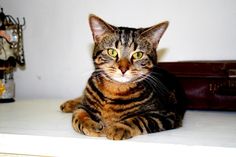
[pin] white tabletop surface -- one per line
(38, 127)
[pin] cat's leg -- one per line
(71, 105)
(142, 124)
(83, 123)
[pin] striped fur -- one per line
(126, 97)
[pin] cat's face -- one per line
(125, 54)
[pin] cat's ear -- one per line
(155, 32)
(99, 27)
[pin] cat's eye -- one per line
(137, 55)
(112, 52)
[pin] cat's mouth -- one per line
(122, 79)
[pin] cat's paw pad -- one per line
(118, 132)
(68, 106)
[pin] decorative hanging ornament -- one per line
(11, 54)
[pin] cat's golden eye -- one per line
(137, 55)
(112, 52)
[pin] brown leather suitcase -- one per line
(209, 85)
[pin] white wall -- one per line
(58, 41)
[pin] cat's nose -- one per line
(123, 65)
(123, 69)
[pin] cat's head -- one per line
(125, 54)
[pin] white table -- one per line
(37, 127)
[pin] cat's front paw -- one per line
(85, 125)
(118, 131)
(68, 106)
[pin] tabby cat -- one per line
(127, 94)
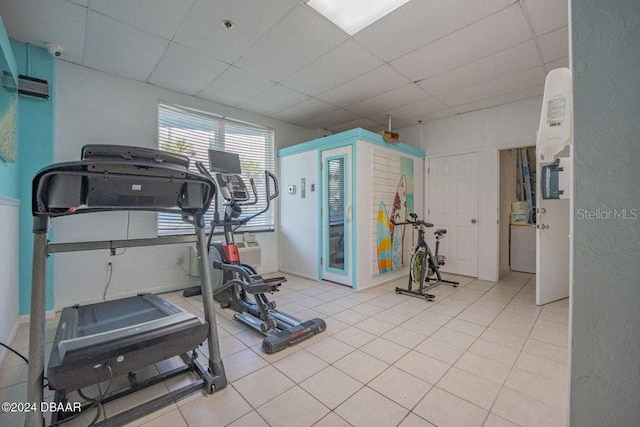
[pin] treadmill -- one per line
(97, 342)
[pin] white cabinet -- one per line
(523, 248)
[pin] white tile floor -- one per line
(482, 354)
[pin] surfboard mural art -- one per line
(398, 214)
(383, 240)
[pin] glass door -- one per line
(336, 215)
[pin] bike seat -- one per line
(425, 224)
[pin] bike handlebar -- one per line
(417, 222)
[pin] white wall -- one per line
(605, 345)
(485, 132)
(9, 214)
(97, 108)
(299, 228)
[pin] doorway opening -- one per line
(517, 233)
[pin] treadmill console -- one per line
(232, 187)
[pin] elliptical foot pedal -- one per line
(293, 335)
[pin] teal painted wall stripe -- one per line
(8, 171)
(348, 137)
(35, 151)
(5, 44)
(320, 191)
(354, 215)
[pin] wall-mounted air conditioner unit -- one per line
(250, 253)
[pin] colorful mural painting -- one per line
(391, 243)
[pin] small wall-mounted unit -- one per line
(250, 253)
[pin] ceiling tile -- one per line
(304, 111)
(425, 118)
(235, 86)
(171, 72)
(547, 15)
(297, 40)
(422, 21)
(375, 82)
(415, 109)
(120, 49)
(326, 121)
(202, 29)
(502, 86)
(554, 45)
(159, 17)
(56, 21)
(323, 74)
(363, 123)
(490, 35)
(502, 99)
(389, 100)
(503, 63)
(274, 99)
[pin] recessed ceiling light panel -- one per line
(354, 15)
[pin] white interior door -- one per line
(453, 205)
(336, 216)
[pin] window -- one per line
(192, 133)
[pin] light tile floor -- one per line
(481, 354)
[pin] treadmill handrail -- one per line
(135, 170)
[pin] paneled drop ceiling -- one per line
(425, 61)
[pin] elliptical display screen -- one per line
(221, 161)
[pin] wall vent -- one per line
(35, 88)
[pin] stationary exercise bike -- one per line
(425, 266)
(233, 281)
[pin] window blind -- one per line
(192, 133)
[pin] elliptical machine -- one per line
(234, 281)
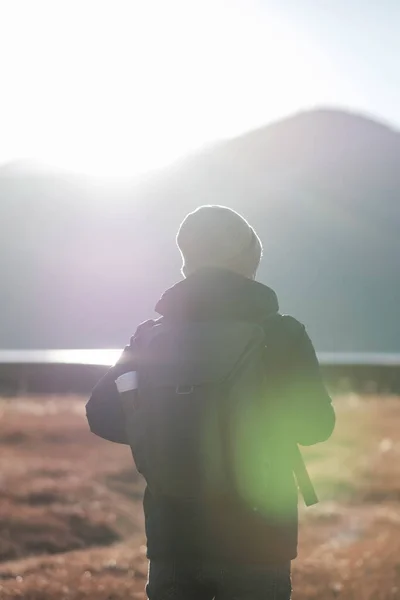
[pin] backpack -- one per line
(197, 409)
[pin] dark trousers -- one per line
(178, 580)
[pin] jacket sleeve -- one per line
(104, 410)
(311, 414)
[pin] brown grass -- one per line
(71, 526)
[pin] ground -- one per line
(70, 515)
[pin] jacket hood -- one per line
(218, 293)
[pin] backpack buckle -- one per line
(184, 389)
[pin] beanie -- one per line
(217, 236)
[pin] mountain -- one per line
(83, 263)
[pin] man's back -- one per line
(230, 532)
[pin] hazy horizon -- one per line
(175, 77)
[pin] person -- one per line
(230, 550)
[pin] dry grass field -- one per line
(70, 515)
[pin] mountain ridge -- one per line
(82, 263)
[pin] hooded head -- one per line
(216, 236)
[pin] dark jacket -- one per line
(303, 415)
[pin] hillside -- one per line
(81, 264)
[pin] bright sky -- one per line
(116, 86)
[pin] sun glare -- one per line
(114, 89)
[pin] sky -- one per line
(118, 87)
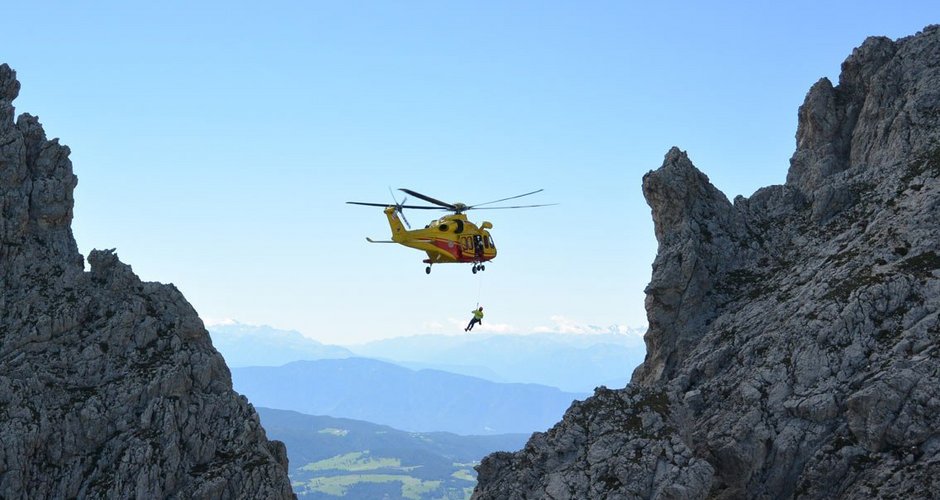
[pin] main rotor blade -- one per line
+ + + +
> **GIVEN REQUEST**
Print each record exactly as it stands, leaving the images out.

> **THE REPLY**
[pin] white tabletop surface -- one per line
(38, 127)
[pin] cat's leg -- one per line
(71, 105)
(142, 124)
(83, 123)
[pin] striped fur -- one per line
(126, 97)
[pin] cat's face -- one per line
(125, 54)
[pin] cat's ear -- one per line
(155, 32)
(99, 27)
[pin] cat's eye -- one per line
(137, 55)
(112, 52)
[pin] cat's mouth -- one per line
(122, 79)
[pin] cat's paw pad -- one per line
(118, 132)
(68, 106)
[pin] decorative hanging ornament -- one per line
(11, 54)
[pin] cat's golden eye -- one per line
(137, 55)
(112, 52)
[pin] brown leather suitcase -- one per line
(209, 85)
[pin] white wall -- one per line
(58, 41)
[pin] cat's nose -- one per line
(123, 65)
(123, 69)
[pin] cat's head -- one per line
(125, 54)
[pin] white table -- one per line
(37, 127)
[pin] cat's front paw -- one per line
(85, 125)
(118, 131)
(68, 106)
[pin] tabby cat -- one per line
(127, 94)
[pin] treadmill -- one per line
(97, 342)
[pin] white cabinet -- one per line
(523, 248)
[pin] white tile floor -- one per line
(482, 354)
[pin] surfboard mural art -- one per line
(398, 214)
(383, 240)
[pin] glass door -- one per line
(336, 215)
[pin] bike seat -- one per line
(425, 224)
[pin] bike handlebar -- one per line
(417, 222)
[pin] white wall -- one per line
(605, 345)
(485, 132)
(9, 214)
(97, 108)
(299, 228)
[pin] doorway opening -- one per line
(517, 233)
[pin] treadmill console -- one per line
(232, 187)
[pin] elliptical foot pedal -- one per line
(293, 335)
[pin] teal painted wall stripe -- one per line
(8, 171)
(348, 137)
(35, 151)
(5, 44)
(320, 191)
(354, 215)
[pin] wall-mounted air conditioner unit -- one per line
(250, 253)
[pin] colorful mural painting -- one per line
(391, 243)
[pin] small wall-mounted unit -- one per line
(250, 253)
[pin] ceiling tile -- one per line
(304, 111)
(425, 118)
(235, 86)
(171, 72)
(547, 15)
(297, 40)
(422, 21)
(375, 82)
(415, 109)
(120, 49)
(326, 121)
(202, 29)
(502, 86)
(554, 45)
(159, 17)
(56, 21)
(323, 74)
(363, 123)
(490, 35)
(502, 99)
(389, 100)
(503, 63)
(274, 99)
[pin] recessed ceiling light panel -- one per line
(354, 15)
[pin] white interior door -- one per line
(453, 205)
(336, 216)
[pin] window -- one per line
(192, 133)
[pin] light tile floor -- one per line
(481, 354)
[pin] treadmill handrail -- one per line
(135, 170)
[pin] paneled drop ceiling -- one per line
(425, 61)
[pin] elliptical display screen -- one per line
(221, 161)
[pin] wall vent -- one per line
(35, 88)
[pin] stationary exercise bike -- one per line
(425, 266)
(233, 281)
[pin] window blind -- one per line
(192, 133)
[pin] elliptical machine -- one per line
(234, 281)
[pin] backpack -- one per line
(197, 409)
[pin] dark trousers -- one per line
(178, 580)
[pin] jacket sleeve -- one per line
(104, 410)
(311, 414)
[pin] brown grass -- one per line
(71, 526)
[pin] ground -- one per line
(70, 515)
[pin] jacket hood -- one per line
(218, 293)
[pin] backpack buckle -- one per line
(184, 389)
[pin] beanie -- one per line
(217, 236)
[pin] mountain -- one per line
(83, 263)
[pin] man's back -- one per line
(230, 532)
[pin] hazy horizon -- one per line
(175, 77)
[pin] person -- one per line
(230, 550)
[pin] dry grass field -- one per line
(70, 515)
[pin] mountain ridge -- one per line
(82, 263)
[pin] hooded head -- one per line
(216, 236)
[pin] dark jacket -- one per line
(303, 415)
[pin] hillside -- one per line
(81, 264)
[pin] bright sky -- one per line
(116, 86)
[pin] sun glare -- one per line
(114, 89)
[pin] sky -- one per line
(118, 87)
[pin] main rotor blade -- one per line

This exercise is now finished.